*Exercise instructions*: List every line in the listing below that contains the string "black", copying each such line in full. Case matters.
[START OF Data shown]
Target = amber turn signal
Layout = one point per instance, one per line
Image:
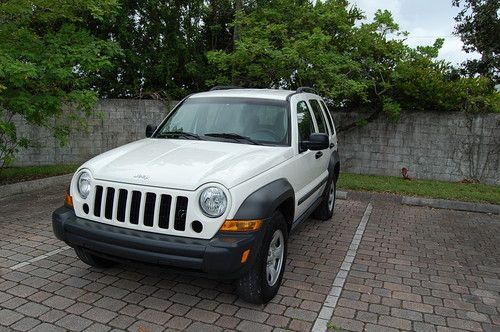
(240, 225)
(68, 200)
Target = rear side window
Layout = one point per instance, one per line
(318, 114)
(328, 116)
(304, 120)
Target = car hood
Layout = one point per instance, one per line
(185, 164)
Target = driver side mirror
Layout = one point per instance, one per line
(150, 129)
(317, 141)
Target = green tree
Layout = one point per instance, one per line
[END OF Data shown]
[START OF Data shown]
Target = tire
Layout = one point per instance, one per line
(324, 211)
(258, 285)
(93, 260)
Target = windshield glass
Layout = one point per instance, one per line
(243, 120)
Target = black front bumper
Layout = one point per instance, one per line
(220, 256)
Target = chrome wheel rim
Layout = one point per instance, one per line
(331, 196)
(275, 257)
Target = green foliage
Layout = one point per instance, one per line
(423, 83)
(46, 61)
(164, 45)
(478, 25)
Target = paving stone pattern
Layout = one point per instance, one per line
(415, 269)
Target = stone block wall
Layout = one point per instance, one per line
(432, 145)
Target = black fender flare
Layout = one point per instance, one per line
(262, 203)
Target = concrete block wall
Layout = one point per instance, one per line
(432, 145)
[END OF Data shown]
[START OF Data shown]
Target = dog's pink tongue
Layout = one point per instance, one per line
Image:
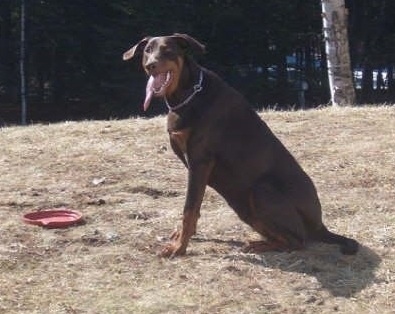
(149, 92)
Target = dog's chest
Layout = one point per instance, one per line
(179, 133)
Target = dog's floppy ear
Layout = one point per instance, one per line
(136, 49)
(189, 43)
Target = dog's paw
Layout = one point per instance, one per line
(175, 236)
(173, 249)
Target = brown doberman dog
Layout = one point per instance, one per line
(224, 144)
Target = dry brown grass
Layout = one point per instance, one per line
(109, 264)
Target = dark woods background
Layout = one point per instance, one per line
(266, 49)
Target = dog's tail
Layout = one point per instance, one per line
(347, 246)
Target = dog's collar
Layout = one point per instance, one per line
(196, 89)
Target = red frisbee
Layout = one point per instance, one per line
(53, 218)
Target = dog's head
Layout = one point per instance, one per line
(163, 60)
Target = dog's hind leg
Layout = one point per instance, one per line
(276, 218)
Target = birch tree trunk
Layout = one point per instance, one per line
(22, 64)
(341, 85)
[END OF Data shown]
*Full response*:
Target = black front bumper
Target = black fender flare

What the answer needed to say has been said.